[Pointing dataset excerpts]
——

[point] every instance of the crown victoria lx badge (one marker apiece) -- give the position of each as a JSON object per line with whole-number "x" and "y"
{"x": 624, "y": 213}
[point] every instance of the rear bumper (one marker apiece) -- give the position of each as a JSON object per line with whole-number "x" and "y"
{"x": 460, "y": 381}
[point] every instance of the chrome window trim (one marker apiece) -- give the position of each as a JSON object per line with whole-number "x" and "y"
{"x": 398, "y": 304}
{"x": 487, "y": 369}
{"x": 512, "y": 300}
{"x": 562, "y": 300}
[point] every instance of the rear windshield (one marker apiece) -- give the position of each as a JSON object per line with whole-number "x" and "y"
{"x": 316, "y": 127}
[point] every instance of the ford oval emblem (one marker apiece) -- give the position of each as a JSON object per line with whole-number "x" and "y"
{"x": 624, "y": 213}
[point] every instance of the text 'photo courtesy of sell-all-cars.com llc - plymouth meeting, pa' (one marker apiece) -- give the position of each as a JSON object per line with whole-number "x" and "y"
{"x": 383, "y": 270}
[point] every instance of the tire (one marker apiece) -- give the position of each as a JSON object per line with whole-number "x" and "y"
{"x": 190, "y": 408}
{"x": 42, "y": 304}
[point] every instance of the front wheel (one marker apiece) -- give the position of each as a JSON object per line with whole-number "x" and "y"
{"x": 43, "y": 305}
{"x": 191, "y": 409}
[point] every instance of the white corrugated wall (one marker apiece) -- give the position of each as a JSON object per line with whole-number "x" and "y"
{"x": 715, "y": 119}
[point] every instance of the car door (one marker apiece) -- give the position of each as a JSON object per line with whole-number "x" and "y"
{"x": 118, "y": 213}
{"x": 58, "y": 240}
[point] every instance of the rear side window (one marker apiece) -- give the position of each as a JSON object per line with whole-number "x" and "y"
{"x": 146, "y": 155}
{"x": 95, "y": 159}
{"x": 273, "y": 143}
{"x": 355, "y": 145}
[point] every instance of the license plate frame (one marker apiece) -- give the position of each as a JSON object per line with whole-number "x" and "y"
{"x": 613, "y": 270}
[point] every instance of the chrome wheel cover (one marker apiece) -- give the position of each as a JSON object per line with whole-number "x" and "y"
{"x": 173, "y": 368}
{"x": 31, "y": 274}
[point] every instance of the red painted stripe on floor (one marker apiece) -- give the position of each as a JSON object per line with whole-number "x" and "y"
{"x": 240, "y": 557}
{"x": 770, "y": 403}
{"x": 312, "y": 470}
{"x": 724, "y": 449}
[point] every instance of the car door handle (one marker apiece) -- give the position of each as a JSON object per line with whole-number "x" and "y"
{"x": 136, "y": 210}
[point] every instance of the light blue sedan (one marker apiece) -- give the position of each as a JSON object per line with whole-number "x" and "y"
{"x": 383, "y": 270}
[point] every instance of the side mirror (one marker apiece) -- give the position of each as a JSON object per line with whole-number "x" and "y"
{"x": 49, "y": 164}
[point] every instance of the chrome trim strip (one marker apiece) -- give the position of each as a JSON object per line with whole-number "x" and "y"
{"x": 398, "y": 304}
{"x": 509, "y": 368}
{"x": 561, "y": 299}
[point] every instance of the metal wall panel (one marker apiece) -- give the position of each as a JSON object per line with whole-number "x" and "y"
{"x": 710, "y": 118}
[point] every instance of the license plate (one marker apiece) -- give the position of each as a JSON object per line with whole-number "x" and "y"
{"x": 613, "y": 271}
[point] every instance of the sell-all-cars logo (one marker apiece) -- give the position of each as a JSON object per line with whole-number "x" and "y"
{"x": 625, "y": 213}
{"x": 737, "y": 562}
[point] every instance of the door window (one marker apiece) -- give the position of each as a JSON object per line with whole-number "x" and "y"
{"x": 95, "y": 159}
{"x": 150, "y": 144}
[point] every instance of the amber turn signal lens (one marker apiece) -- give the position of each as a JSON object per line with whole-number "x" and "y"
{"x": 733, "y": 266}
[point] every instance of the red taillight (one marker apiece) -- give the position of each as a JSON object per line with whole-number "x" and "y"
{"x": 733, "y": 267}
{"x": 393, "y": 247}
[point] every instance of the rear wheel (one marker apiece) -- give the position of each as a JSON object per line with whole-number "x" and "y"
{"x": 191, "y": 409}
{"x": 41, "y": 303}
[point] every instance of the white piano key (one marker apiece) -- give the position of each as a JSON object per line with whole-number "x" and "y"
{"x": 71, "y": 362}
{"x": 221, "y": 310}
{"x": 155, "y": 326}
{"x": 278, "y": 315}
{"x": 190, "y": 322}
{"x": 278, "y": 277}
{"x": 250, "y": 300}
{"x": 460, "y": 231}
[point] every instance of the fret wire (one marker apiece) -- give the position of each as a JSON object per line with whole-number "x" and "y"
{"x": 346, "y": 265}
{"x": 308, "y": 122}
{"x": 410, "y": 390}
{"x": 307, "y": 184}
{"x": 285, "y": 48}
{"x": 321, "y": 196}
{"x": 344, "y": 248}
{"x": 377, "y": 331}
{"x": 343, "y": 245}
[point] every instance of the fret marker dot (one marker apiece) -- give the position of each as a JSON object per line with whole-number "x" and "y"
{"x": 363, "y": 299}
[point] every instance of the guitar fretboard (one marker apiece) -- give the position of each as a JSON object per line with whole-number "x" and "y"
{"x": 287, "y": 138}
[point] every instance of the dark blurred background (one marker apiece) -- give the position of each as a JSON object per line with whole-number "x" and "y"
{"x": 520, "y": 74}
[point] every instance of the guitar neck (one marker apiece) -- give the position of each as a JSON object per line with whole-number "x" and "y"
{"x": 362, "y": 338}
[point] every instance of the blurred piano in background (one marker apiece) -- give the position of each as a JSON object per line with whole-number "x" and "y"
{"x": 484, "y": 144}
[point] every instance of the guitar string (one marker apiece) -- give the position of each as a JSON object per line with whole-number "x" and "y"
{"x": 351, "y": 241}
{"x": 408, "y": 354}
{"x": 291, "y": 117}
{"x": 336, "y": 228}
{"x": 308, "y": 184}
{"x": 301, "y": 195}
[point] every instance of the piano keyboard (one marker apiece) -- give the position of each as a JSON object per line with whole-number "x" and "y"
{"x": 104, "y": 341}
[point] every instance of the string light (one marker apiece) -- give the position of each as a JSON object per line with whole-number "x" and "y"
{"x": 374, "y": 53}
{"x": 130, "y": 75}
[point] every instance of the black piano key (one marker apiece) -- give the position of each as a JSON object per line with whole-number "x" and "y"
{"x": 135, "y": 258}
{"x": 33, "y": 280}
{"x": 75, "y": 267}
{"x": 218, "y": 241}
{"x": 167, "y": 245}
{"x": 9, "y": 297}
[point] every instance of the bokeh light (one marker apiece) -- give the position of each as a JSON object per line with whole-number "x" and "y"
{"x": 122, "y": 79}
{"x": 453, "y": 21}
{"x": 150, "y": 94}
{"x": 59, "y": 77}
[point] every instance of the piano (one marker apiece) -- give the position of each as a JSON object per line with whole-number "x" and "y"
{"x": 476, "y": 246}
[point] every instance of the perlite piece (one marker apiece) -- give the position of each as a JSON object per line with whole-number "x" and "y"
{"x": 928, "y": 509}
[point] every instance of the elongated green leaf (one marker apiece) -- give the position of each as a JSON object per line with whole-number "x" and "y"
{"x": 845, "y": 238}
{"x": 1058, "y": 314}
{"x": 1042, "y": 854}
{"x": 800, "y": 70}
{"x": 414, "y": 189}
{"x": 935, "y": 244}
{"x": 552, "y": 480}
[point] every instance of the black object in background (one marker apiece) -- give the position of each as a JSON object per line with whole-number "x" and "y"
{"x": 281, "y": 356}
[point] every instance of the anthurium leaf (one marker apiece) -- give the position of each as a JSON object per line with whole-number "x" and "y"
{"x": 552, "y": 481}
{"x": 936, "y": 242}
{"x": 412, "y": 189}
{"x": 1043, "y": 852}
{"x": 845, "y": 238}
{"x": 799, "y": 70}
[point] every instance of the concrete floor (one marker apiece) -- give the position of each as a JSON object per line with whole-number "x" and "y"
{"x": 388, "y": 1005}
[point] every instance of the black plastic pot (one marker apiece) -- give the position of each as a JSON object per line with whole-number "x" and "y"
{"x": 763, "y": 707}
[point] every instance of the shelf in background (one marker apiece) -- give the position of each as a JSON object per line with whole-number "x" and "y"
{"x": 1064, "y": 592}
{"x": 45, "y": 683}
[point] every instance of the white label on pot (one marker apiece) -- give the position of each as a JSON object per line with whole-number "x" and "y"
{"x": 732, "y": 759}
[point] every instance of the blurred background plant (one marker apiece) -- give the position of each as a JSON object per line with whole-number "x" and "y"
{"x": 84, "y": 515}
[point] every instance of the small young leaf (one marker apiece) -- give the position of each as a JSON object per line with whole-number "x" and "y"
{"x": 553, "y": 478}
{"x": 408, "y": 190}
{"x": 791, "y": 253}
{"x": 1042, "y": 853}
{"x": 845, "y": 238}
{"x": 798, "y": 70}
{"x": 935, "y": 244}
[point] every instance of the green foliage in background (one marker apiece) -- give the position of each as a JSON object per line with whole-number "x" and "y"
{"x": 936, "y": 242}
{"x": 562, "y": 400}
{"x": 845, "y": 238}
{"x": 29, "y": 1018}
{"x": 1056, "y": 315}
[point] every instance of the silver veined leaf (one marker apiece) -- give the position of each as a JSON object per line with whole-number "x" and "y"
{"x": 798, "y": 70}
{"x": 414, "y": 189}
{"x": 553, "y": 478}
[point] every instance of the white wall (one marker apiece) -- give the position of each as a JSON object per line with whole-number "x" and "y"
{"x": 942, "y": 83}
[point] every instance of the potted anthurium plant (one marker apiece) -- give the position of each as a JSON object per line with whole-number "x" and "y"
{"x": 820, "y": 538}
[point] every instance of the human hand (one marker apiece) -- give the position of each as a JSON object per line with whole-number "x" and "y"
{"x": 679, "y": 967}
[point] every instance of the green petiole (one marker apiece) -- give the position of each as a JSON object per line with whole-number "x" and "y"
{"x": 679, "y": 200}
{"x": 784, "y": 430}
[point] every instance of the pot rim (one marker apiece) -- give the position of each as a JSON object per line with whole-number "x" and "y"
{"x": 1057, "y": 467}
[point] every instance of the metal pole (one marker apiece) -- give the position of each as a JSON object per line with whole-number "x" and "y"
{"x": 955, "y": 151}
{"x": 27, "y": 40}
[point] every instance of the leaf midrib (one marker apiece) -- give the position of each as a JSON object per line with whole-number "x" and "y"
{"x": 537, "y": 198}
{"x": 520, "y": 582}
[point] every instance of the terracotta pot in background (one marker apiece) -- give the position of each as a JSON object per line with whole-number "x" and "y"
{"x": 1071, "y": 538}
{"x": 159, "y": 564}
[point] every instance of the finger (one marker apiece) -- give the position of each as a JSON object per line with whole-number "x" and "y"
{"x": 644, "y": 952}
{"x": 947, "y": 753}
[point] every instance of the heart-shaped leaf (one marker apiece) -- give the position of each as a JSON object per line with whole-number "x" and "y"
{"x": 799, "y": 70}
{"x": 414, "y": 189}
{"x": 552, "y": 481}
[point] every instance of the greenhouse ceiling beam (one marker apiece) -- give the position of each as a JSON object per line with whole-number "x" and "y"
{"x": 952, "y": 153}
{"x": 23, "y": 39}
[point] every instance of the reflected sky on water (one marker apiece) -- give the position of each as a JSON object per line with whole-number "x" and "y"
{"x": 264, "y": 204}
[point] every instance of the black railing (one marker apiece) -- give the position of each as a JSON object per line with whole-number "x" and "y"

——

• **Task brief**: Nothing but the lines from the one with "[point] every instance of the metal pole" through the last line should be repeated, each exactly as it stands.

• **Written reply**:
[point] every instance of the metal pole (one marker apiece) -- give the position of each as a JSON object per line with whole-number "x" and "y"
{"x": 955, "y": 151}
{"x": 27, "y": 40}
[point] every instance of the leaf midrib (one marker apiece) -- give the position of each as a JSON object per line with whole-number "x" and "y"
{"x": 537, "y": 198}
{"x": 520, "y": 582}
[point] every instance of the terracotta pot in background (one marker apiece) -- give the position of each as a JSON object per line with whole-number "x" and "y"
{"x": 1071, "y": 538}
{"x": 159, "y": 564}
[point] every instance of the finger (one marker apiece) -- give the position of each as a JSON object per line with whole-number "x" and "y"
{"x": 644, "y": 952}
{"x": 947, "y": 753}
[point] every instance of the heart-shaped leaf (one marker apiece) -- give the position of each as a JSON object per line with whole-number "x" and "y"
{"x": 799, "y": 70}
{"x": 414, "y": 189}
{"x": 552, "y": 481}
[point] every instance of the greenhouse ceiling beam (one marker apiece) -- give the position of each as a JSON object per line with whole-number "x" and "y"
{"x": 952, "y": 153}
{"x": 23, "y": 39}
[point] every instance of the reflected sky on water (one marker apiece) -- give the position of each as a JSON object per line with whole-number "x" and "y"
{"x": 264, "y": 204}
[point] every instance of the black railing (one marker apiece) -- give the position of each as a JSON object per line with whole-number "x" and "y"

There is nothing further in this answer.